Data for this exercise.
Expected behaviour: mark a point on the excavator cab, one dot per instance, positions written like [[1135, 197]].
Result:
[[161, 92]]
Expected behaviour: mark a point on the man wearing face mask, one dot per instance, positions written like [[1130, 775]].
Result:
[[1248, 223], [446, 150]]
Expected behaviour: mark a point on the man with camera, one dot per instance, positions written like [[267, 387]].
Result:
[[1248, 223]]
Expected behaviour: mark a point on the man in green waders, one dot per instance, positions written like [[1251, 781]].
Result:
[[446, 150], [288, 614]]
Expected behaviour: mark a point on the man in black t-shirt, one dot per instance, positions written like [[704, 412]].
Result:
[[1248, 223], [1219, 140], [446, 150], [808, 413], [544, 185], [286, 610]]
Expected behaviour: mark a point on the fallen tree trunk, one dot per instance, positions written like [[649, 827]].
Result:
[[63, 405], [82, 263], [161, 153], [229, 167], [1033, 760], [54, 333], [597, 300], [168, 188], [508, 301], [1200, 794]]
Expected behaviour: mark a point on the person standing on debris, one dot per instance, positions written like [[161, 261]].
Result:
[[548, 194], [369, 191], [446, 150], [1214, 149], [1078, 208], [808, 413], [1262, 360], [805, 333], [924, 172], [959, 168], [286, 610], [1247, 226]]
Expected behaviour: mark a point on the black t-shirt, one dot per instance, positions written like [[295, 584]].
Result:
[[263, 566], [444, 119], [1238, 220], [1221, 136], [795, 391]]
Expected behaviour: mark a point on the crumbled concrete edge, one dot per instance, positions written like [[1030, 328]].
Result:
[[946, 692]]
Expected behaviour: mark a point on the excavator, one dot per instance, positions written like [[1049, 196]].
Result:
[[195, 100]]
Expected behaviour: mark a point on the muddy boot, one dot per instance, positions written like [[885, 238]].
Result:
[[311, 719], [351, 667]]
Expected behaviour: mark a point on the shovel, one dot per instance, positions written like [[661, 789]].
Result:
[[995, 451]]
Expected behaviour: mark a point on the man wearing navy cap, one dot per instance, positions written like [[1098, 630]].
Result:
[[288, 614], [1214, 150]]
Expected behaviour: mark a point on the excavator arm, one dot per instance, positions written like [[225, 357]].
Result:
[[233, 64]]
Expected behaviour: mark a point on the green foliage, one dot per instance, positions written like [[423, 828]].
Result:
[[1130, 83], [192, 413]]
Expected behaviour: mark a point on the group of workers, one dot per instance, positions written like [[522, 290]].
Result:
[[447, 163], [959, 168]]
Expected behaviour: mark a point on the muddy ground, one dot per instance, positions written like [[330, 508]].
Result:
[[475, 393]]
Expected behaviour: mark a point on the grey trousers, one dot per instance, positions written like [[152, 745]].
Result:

Exercise requirements.
Would you please give the number of lines in this material containing the string "excavator", with no further text?

Result of the task.
3